• _Task directions_:
Starting with the line that contains "Target = black alloy wheel" and going on through the line that contains "x=535 y=141", write out every line of the data again. Raise each x and y coordinate by 3 and leave all other text unchanged.

• _Listed records_:
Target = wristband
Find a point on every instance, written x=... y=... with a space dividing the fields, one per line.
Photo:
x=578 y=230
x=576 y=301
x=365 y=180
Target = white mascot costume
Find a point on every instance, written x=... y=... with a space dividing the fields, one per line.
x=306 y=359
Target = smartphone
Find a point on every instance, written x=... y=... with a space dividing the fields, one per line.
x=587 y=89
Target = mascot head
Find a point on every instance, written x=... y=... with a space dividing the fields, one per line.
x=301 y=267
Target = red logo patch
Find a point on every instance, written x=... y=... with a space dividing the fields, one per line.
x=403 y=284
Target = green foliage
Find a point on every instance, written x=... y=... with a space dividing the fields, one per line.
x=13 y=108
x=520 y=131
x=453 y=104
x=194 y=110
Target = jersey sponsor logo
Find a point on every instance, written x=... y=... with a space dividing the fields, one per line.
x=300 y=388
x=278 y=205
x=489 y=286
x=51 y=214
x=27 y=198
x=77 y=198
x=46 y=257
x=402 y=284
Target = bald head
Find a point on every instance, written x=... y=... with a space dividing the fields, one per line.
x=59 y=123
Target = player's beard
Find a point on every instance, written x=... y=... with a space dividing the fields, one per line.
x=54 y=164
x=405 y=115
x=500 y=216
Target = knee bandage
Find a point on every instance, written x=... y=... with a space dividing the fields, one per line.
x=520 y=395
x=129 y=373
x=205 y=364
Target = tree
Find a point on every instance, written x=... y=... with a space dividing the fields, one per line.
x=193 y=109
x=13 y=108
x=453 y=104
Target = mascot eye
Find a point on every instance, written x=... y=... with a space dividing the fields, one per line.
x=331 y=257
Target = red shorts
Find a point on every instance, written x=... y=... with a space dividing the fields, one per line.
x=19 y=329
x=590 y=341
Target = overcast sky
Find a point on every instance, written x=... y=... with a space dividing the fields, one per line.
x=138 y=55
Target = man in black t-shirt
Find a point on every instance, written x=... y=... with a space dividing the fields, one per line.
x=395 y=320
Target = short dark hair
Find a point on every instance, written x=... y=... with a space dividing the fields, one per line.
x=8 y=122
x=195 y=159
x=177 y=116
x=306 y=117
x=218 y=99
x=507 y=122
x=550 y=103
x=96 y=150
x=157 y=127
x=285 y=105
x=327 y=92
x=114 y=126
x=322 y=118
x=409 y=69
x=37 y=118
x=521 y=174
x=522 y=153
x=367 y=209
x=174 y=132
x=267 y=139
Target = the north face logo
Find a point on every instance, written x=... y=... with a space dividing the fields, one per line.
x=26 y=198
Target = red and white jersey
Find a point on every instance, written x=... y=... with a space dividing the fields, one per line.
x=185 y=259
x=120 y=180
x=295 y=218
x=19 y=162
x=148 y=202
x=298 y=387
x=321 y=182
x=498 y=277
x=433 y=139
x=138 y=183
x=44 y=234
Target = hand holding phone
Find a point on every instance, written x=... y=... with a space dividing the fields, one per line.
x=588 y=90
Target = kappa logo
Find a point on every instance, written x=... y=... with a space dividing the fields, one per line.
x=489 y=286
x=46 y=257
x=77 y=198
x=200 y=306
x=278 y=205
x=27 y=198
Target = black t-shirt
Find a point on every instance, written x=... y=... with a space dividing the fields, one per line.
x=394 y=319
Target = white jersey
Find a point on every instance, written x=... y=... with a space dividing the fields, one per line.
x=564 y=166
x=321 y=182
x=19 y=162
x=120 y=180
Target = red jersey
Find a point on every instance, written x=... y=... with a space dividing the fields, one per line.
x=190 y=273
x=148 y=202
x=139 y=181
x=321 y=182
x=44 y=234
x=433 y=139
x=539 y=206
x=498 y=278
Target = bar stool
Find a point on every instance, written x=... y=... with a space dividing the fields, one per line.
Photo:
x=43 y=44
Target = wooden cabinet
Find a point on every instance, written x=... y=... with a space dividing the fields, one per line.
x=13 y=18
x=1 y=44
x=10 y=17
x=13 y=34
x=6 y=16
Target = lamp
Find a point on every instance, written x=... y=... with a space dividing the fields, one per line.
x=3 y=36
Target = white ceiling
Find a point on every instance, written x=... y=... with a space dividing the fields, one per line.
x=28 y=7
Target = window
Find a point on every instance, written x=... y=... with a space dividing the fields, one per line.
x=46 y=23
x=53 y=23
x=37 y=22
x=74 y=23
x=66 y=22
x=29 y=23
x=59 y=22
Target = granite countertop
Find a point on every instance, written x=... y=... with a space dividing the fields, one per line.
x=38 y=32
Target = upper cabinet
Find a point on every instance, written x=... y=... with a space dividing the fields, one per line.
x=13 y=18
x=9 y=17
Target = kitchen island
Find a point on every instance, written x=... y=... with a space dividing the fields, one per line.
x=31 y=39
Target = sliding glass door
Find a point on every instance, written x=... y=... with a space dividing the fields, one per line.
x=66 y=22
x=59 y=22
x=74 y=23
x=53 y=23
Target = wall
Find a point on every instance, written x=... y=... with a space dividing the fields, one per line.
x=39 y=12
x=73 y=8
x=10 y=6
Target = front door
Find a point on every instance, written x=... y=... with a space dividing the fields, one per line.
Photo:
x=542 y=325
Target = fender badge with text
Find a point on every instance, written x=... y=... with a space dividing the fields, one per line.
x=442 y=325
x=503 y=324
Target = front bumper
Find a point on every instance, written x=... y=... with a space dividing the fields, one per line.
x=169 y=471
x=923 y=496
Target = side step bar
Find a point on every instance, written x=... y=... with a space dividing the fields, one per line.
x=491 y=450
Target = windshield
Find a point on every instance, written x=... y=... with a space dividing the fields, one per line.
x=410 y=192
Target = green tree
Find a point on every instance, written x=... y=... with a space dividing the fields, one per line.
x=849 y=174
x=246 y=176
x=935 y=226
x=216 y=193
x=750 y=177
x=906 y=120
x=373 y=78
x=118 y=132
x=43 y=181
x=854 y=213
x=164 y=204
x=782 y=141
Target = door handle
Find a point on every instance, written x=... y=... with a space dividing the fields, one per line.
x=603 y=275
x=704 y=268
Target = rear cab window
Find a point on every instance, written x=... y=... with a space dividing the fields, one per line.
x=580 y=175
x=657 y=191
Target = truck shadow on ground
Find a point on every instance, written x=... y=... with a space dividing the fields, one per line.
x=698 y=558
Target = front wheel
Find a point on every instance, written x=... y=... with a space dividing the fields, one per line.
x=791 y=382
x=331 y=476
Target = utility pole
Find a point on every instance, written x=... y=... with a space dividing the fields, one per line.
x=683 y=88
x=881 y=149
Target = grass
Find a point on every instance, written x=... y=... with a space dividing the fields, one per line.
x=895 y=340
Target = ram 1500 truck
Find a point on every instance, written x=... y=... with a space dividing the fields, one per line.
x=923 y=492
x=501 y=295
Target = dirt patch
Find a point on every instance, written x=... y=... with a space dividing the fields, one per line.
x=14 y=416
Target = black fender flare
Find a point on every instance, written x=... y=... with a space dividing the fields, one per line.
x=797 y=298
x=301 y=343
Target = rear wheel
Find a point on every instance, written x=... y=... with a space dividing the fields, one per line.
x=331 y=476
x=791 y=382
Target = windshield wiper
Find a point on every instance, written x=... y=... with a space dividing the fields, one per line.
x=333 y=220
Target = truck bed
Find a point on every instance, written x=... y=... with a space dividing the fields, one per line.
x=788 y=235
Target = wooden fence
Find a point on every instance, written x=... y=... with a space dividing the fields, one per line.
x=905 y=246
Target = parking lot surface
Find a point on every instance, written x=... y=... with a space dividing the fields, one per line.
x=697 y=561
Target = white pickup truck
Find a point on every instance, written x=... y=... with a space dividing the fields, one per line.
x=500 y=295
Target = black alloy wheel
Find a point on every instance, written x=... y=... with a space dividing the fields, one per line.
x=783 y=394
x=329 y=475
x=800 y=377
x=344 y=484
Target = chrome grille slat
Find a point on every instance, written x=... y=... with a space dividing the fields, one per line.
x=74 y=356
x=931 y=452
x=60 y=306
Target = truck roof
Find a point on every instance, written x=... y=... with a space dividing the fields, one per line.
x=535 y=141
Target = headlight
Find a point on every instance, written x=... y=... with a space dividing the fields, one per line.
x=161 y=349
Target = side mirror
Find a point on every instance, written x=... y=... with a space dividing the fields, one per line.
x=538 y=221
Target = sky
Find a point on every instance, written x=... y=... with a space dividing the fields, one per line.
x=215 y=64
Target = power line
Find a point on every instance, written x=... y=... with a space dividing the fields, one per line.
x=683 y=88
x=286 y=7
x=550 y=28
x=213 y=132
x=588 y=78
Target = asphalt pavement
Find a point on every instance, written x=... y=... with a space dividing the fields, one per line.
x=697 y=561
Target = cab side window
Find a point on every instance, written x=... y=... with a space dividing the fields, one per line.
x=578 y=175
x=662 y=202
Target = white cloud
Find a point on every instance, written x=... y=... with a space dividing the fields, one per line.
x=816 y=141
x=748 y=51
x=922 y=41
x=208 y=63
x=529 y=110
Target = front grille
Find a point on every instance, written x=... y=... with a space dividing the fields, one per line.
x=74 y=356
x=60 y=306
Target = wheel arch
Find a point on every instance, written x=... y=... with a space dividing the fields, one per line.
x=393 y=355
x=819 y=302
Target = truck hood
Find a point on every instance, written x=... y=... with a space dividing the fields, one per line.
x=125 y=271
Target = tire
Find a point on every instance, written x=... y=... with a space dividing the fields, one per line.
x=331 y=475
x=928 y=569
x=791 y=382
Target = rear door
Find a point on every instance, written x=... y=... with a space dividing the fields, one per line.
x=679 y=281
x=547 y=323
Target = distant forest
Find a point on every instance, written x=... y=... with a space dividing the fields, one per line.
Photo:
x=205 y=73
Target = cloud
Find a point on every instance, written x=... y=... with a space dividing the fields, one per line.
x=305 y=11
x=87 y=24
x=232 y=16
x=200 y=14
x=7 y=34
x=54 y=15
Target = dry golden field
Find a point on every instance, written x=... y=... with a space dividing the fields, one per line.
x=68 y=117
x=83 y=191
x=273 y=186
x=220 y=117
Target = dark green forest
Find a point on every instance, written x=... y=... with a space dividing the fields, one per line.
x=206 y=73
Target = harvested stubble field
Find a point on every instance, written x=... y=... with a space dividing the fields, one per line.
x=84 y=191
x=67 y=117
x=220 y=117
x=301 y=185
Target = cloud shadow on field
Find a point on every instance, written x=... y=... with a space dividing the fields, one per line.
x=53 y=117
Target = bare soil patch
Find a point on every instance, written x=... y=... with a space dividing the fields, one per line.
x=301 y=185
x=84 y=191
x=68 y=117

• _Worked answer_:
Target = black alloy wheel
Find a point on every instance, written x=... y=... with a space dividing the fields, one per line.
x=786 y=397
x=332 y=478
x=803 y=380
x=347 y=487
Target = chrome grille slat
Find a point on every instance, written x=... y=... with a space dividing the fields, one per line.
x=77 y=359
x=934 y=455
x=63 y=309
Target = truck roof
Find a point on every instance, written x=... y=... with a space dividing the fields, one per line.
x=538 y=144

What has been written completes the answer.